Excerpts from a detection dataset

-*-*-

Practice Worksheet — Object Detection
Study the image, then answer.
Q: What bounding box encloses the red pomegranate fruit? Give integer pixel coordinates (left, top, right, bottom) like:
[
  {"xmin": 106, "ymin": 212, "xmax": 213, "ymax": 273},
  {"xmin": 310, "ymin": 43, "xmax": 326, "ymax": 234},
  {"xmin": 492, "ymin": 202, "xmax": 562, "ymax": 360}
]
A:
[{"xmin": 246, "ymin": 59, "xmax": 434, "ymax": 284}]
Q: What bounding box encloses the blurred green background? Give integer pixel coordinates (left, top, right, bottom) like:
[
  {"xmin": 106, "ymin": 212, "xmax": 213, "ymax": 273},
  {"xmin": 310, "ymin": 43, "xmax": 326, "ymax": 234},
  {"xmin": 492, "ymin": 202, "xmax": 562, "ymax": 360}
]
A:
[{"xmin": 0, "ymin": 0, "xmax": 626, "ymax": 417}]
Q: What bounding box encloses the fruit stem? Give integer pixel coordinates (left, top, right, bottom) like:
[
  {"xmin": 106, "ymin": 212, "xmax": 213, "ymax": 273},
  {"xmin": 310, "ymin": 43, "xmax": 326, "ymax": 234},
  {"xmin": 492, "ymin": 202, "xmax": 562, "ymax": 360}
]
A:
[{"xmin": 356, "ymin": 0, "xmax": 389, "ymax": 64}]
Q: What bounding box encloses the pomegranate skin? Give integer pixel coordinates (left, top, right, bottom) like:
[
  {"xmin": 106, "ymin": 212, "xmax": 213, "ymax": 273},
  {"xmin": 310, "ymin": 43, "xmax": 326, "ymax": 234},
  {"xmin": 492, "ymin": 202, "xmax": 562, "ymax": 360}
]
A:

-*-*-

● Work required:
Please copy the records above again, swapping each "encloses" for "surrounds" and leaving every other character as it is.

● Full response:
Practice Worksheet — Object Detection
Study the image, then answer.
Q: What bounding box surrounds the red pomegranate fruit? Give integer pixel coordinates (left, top, right, bottom) like:
[
  {"xmin": 106, "ymin": 212, "xmax": 213, "ymax": 273},
  {"xmin": 310, "ymin": 43, "xmax": 326, "ymax": 234},
  {"xmin": 492, "ymin": 202, "xmax": 562, "ymax": 360}
]
A:
[{"xmin": 246, "ymin": 59, "xmax": 434, "ymax": 284}]
Q: What bounding box surrounds the blurred green background? Give integer pixel coordinates (left, top, right, bottom) like:
[
  {"xmin": 106, "ymin": 212, "xmax": 213, "ymax": 273},
  {"xmin": 310, "ymin": 43, "xmax": 326, "ymax": 234},
  {"xmin": 492, "ymin": 202, "xmax": 562, "ymax": 360}
]
A:
[{"xmin": 0, "ymin": 0, "xmax": 626, "ymax": 417}]
Q: What bounding box surrounds the fruit stem? Give integer pixel coordinates (left, top, right, bottom) like:
[
  {"xmin": 106, "ymin": 212, "xmax": 213, "ymax": 273},
  {"xmin": 310, "ymin": 43, "xmax": 326, "ymax": 234},
  {"xmin": 492, "ymin": 202, "xmax": 562, "ymax": 360}
]
A:
[{"xmin": 356, "ymin": 0, "xmax": 389, "ymax": 64}]
Q: What bounding box surrounds the pomegranate skin? Give integer pixel coordinates (left, top, right, bottom) like:
[
  {"xmin": 106, "ymin": 212, "xmax": 213, "ymax": 273},
  {"xmin": 310, "ymin": 43, "xmax": 326, "ymax": 234},
  {"xmin": 492, "ymin": 202, "xmax": 562, "ymax": 360}
]
A:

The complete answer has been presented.